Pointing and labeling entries
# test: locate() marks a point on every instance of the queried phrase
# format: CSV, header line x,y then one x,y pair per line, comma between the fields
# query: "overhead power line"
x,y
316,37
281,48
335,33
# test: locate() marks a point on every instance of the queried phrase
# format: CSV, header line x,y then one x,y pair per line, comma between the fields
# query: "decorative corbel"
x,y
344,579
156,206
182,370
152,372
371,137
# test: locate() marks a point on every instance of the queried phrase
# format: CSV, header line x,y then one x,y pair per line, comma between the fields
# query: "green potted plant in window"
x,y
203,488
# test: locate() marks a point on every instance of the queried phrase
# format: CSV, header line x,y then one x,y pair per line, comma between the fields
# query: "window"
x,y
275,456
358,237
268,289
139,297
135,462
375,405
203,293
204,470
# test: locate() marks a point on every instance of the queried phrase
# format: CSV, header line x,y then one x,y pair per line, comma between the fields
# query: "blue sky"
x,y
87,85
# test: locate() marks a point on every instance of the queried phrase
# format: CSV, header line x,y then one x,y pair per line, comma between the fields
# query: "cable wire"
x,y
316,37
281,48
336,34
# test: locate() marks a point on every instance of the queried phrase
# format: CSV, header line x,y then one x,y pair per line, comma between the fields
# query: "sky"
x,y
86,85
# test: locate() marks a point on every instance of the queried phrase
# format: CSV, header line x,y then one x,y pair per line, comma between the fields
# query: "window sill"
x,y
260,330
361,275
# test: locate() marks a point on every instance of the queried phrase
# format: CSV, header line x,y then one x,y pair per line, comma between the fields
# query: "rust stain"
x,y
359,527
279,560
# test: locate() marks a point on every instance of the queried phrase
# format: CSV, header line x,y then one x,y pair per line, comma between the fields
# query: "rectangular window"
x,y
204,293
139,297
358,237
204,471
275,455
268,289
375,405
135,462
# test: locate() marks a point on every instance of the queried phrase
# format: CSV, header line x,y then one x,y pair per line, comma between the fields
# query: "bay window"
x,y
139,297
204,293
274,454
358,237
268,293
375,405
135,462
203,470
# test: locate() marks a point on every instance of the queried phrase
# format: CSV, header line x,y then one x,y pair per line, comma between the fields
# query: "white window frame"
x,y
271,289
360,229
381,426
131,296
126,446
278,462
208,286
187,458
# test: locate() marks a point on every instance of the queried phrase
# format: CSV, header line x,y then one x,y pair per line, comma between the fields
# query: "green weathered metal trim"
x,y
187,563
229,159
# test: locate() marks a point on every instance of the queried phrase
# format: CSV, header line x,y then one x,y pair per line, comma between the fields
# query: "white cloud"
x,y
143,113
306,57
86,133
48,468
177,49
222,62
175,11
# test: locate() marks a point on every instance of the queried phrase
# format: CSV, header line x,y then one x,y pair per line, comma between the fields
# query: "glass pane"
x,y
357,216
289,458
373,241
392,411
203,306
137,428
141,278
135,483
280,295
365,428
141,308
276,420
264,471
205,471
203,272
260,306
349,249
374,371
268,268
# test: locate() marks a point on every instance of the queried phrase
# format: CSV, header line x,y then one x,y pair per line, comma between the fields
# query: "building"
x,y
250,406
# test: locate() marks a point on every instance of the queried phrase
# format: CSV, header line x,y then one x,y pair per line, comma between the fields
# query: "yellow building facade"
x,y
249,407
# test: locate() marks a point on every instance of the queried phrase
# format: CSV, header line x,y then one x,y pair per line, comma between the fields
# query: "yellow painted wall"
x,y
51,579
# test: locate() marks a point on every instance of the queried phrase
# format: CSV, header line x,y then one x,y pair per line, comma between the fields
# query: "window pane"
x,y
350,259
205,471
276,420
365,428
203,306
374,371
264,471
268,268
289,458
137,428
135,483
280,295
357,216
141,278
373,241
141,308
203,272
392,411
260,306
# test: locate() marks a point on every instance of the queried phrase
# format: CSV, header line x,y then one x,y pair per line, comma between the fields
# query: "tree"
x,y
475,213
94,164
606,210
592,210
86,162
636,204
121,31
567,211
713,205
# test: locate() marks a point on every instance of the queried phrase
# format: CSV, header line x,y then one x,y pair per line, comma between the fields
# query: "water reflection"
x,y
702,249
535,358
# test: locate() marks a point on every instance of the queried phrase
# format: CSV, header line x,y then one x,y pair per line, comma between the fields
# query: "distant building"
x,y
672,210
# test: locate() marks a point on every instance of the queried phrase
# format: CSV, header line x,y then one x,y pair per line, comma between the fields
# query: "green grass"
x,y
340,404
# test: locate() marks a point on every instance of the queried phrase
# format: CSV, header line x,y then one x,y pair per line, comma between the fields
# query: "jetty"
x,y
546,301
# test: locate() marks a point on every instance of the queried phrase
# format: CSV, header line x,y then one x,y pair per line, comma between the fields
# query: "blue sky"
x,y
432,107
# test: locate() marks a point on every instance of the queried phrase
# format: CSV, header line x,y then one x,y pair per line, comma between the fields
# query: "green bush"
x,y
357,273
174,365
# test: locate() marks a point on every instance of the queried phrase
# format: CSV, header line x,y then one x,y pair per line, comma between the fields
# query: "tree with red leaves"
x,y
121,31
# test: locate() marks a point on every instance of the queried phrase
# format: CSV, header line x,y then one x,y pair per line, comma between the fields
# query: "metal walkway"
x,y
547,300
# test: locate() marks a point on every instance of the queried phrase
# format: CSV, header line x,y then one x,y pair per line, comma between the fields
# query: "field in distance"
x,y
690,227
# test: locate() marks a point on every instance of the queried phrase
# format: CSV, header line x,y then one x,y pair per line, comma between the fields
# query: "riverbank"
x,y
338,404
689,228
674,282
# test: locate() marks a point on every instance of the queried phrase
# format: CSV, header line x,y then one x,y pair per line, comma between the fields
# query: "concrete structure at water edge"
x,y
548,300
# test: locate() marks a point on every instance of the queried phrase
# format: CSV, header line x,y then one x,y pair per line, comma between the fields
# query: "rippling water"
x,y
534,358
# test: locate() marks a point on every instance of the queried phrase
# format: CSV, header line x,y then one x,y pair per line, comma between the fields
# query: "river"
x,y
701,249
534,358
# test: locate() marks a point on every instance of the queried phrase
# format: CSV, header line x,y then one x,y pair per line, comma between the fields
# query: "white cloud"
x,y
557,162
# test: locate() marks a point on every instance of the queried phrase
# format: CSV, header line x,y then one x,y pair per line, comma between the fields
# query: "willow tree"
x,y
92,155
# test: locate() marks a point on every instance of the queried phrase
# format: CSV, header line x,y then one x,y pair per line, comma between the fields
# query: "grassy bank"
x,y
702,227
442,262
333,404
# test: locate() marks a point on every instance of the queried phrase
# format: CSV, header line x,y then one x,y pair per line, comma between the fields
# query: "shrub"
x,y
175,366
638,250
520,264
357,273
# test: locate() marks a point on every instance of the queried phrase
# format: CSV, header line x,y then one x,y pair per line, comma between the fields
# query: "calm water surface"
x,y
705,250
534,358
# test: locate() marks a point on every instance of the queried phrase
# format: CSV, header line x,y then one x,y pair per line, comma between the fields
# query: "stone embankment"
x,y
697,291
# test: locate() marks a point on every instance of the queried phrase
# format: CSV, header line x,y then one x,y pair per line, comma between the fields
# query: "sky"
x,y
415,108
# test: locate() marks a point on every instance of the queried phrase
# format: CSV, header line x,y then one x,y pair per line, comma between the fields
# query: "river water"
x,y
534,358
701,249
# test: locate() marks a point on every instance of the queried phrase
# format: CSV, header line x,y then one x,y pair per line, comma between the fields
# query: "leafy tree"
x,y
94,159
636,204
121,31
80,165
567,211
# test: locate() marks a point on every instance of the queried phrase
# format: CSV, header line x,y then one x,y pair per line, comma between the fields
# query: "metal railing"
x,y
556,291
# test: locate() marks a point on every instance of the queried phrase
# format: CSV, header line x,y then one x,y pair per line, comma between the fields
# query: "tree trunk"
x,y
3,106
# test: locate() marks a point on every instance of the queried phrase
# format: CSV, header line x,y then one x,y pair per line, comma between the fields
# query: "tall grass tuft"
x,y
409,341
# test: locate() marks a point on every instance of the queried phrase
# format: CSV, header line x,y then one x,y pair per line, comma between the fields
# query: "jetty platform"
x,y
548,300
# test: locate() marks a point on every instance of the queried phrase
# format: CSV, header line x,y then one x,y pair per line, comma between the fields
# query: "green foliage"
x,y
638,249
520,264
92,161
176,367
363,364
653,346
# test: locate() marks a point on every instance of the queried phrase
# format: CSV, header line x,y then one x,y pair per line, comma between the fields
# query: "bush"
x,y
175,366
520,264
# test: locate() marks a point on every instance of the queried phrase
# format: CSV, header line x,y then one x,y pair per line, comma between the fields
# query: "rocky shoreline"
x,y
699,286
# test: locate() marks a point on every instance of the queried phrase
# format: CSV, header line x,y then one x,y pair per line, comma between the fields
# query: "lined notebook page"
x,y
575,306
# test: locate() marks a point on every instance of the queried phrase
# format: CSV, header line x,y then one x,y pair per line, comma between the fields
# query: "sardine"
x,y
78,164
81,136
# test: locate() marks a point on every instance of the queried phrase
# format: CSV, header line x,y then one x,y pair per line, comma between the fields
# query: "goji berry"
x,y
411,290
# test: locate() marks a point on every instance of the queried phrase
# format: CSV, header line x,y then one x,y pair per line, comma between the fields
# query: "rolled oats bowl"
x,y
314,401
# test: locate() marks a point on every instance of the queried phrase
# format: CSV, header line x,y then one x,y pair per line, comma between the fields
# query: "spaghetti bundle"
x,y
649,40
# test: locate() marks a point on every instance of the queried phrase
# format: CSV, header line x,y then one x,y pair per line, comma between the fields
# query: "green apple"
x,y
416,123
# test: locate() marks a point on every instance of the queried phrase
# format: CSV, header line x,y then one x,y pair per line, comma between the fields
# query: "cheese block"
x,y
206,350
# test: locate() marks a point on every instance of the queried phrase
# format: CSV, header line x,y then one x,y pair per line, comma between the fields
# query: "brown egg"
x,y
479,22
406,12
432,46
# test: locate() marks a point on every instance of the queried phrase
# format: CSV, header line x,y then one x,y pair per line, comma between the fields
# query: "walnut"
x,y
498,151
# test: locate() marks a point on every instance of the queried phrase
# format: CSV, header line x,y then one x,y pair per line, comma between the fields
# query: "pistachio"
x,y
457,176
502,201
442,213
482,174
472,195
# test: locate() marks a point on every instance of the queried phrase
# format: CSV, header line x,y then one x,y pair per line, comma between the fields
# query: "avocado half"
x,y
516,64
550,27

Given request:
Select every line in the listing above that contains the string "metal", and copy each one out. Treat the match as case-sensitive.

Exercise result:
# query: "green weathered metal trim"
# query: "metal walkway"
# query: "metal railing"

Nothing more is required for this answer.